-- Input follows --

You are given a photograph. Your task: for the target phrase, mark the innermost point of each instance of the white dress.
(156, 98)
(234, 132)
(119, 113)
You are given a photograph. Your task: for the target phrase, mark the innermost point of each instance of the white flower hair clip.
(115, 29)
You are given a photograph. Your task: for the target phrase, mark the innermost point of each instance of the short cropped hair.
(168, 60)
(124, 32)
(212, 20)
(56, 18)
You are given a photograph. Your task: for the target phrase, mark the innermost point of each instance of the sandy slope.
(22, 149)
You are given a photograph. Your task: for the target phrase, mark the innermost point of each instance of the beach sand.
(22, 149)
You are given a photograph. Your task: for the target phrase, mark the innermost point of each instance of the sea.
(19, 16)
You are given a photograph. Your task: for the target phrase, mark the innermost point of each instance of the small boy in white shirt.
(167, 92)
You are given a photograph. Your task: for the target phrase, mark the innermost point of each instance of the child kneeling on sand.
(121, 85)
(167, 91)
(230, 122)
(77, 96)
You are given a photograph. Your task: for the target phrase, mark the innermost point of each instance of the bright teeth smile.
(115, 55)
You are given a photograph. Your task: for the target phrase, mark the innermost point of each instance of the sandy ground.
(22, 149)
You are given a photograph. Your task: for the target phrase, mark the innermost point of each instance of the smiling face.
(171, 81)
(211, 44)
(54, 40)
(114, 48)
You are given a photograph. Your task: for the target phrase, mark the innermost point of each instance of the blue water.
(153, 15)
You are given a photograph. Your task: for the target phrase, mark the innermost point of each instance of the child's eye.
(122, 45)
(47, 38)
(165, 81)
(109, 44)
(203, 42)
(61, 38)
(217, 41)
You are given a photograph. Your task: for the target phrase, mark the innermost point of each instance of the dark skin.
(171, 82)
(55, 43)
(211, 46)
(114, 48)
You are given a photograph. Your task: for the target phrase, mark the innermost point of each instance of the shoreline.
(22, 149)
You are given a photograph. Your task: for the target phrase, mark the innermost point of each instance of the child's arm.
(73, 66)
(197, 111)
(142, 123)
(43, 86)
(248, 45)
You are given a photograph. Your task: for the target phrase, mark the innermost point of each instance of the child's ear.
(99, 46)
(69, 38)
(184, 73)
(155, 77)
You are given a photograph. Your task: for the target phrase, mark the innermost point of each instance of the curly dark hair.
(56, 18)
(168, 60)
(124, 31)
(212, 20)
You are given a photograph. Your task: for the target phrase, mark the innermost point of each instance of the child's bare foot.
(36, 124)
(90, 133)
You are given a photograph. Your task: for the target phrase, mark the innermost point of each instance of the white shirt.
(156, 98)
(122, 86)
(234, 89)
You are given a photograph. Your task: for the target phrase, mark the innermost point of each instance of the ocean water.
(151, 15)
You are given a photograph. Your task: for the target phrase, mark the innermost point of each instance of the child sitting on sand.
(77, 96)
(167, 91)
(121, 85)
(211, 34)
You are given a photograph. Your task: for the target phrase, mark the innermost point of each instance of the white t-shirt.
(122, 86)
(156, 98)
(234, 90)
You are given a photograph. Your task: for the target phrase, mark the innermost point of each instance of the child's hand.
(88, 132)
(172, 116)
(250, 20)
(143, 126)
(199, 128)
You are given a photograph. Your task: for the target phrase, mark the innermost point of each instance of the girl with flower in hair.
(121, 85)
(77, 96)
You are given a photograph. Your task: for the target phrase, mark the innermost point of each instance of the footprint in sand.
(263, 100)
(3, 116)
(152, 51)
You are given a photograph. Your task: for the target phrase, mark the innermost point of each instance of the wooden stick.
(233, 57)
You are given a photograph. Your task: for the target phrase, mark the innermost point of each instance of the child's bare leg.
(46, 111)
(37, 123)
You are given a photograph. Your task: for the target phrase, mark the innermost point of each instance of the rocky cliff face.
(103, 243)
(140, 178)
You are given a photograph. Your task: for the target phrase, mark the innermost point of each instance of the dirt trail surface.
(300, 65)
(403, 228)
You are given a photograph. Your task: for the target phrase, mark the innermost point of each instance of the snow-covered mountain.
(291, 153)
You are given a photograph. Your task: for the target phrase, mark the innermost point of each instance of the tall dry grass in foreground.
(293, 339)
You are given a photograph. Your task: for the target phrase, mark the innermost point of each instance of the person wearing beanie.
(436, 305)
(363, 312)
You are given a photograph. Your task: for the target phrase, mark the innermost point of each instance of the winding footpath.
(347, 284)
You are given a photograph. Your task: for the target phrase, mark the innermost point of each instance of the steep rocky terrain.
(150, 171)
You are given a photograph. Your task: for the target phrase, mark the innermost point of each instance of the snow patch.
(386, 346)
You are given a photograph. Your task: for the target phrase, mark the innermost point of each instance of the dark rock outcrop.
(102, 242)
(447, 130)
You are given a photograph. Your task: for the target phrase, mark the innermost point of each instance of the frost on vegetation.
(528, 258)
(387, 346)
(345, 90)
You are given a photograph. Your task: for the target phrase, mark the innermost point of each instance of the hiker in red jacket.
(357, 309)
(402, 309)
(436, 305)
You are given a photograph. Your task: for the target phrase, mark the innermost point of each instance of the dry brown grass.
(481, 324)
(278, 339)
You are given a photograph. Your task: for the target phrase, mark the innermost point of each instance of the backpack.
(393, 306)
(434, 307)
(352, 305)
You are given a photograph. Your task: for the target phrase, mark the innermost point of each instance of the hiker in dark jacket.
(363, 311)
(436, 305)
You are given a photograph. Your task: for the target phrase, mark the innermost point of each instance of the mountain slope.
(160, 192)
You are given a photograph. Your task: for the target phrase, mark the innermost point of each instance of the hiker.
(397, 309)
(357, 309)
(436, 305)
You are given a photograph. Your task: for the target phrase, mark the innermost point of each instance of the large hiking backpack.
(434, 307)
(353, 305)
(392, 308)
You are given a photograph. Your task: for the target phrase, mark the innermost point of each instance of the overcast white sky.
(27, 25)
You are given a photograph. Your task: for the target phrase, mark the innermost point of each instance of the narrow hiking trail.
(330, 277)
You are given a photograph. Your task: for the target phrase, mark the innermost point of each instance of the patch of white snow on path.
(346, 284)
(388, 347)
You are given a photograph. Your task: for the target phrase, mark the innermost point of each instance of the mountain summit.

-- Input concluded --

◆ **Task prompt**: Each line of the data must be retyped exactly as written.

◆ **Your solution**:
You are given a photograph. Your task: for the target phrase, mark the innermost point of each instance of the white dress.
(156, 98)
(234, 132)
(119, 113)
You are given a photograph. Your task: for the target phrase, mark the innermost point of each instance of the white flower hair clip.
(115, 29)
You are given a photograph. Your task: for the target phrase, mark the innermost point of each instance of the short cropped hair.
(168, 60)
(124, 32)
(212, 20)
(56, 18)
You are given a photograph. Your task: for the target phrase, mark the innermost point of each instance of the sandy slope.
(22, 149)
You are given a photograph. Your task: for the target phrase, mark the innermost point of each instance of the beach sand.
(22, 149)
You are given a photograph. Your task: for the target phrase, mark the innermost point of each instance of the sea.
(19, 16)
You are given a photograph. Your task: for the target phrase, mark the innermost point of each instance of the small boy in white shirt.
(167, 92)
You are given a photograph. Your task: for the target phrase, mark the innermost point of each instance of the child kneeling on sand.
(121, 85)
(167, 91)
(230, 122)
(77, 96)
You are given a photograph. Your task: for the target phrase, mark the innermost point of each instance of the bright teeth smile.
(115, 55)
You are given a photograph. Your task: for the target phrase, mark the innermost point of each instance of the sandy ground.
(22, 149)
You are given a photograph. Your task: for the target phrase, mark the innermost point of each instance of the smiling face.
(171, 81)
(211, 44)
(54, 40)
(114, 48)
You are given a photograph. Your task: for the target phrase, mark the innermost point of each instance of the blue water.
(153, 15)
You are given a photograph. Your task: for the target phrase, mark the innermost point of each instance of the child's eye.
(122, 45)
(47, 38)
(165, 81)
(109, 44)
(203, 42)
(61, 38)
(217, 41)
You are given a photograph. Your task: for the target phrase, mark the innermost point of each instance of the dark skin.
(171, 82)
(55, 43)
(211, 46)
(114, 48)
You are given a photograph. Your task: for the target phrase, mark the innermost point of each instance of the shoreline.
(22, 149)
You are given a photograph. Your task: for the target phrase, mark the innermost point of each instance of the child's arm.
(73, 66)
(197, 111)
(142, 123)
(43, 86)
(248, 45)
You are given a photograph. Your task: for the target phrase, mark the innermost point of each instance of the child's ear.
(99, 46)
(69, 38)
(184, 73)
(155, 77)
You are given a photograph. Your task: for the target phrase, mark the innermost point of each instance of the curly dark hair.
(56, 18)
(168, 60)
(124, 31)
(212, 20)
You are given a photograph. Your task: for the target phrase, mark the innermost point of each instance of the child's bare foot.
(36, 124)
(90, 133)
You are given a photograph. Your task: for the target phrase, mark the innermost point of each instance of the white shirt.
(156, 98)
(122, 86)
(234, 89)
You are given a photograph. Your task: for the target phrase, mark the innermost point of each instance of the ocean water.
(151, 15)
You are given a photograph. Your task: for the target phrase, mark the innermost point of each instance of the child sitting on sand.
(77, 96)
(167, 91)
(121, 85)
(211, 34)
You are given a photograph. Your task: for the target phrase, mark the innermost point of each instance of the white t-shirt.
(122, 86)
(156, 98)
(234, 90)
You are given a photograph. Your task: for the target phrase, mark the innermost point of each instance of the child's hand.
(88, 132)
(172, 116)
(250, 20)
(143, 126)
(199, 128)
You are given a photograph. Your task: for the target phrase, mark the innermost point of each instance of the girl with flower in hair.
(121, 85)
(77, 96)
You are given a photograph. Your task: for the target phrase, mark the innermost point of each instance of the footprint in sand.
(263, 100)
(3, 116)
(152, 51)
You are given a photograph. Your task: for the target phrase, mark the innermost point of each instance of the wooden stick.
(233, 57)
You are given a photograph. Your task: for the target phrase, mark the innermost point of each instance of the child's bare leg.
(46, 111)
(37, 123)
You are given a photograph. Your task: for the target phrase, mark the innermost point of each instance of the rocky cliff face.
(103, 243)
(140, 178)
You are given a photograph. Your task: for the target phrase, mark the innermost point of each instance of the dirt trail surface.
(300, 65)
(403, 228)
You are given a photograph. Your task: for the target phrase, mark the innermost point of each instance of the snow-covered mountain.
(291, 153)
You are given a photograph. Your task: for the target phrase, mark the innermost point of each instance of the tall dry grass in foreground.
(293, 339)
You are given a photograph. Your task: for the target phrase, mark the innermost point of each instance of the person wearing beanie.
(436, 305)
(363, 312)
You are given a photograph. Your task: for the target phrase, mark the innermost point of each instance of the winding footpath.
(347, 284)
You are given a photograph. Your task: for the target phrase, mark the innermost point of each instance of the steep rocky terrain.
(150, 171)
You are given a photograph. Your task: for the target phrase, mark the innermost point of each instance of the snow patch.
(386, 346)
You are given a photograph. Your task: for the target phrase, mark the innermost point of each instance of the dark rock outcrop.
(102, 242)
(447, 130)
You are given a photograph. Your task: for the target phrase, mark the innermost point of each instance of the frost on vegetation.
(528, 258)
(387, 346)
(345, 90)
You are given a photograph. Your task: for the target phrase, mark the innermost point of each instance of the hiker in red jacket.
(357, 309)
(402, 309)
(436, 305)
You are given a photograph. Your task: for the target phrase, mark the innermost point of each instance of the dry brown grass.
(481, 324)
(278, 339)
You are given a photograph. Your task: for the target phrase, mark the innermost point of each instance of the backpack.
(393, 306)
(434, 307)
(352, 305)
You are given a photograph. Your task: for the target phrase, mark the innermost point of each instance of the hiker in dark jacket.
(363, 311)
(436, 305)
You are given a photograph. Your task: for the target phrase, mark the innermost point of each instance of the mountain slope.
(160, 192)
You are given a photograph. Your task: for the target phrase, mark the innermost point of each instance of the hiker.
(397, 309)
(357, 309)
(436, 305)
You are given a photograph. Your task: for the target phrase, mark the innermost point of each instance of the large hiking backpack.
(434, 307)
(353, 305)
(392, 308)
You are given a photograph. Your task: for the target phrase, mark the innermost point of each instance of the overcast white sky.
(27, 25)
You are given a photograph. Your task: for the target phrase, mark the innermost point of each instance of the narrow hiking trail.
(330, 277)
You are given a photograph. Your task: for the target phrase, mark the innermost point of each instance of the patch of white snow on path.
(346, 284)
(388, 347)
You are given a photograph. Your task: for the target phrase, mark the innermost point of each instance of the mountain summit.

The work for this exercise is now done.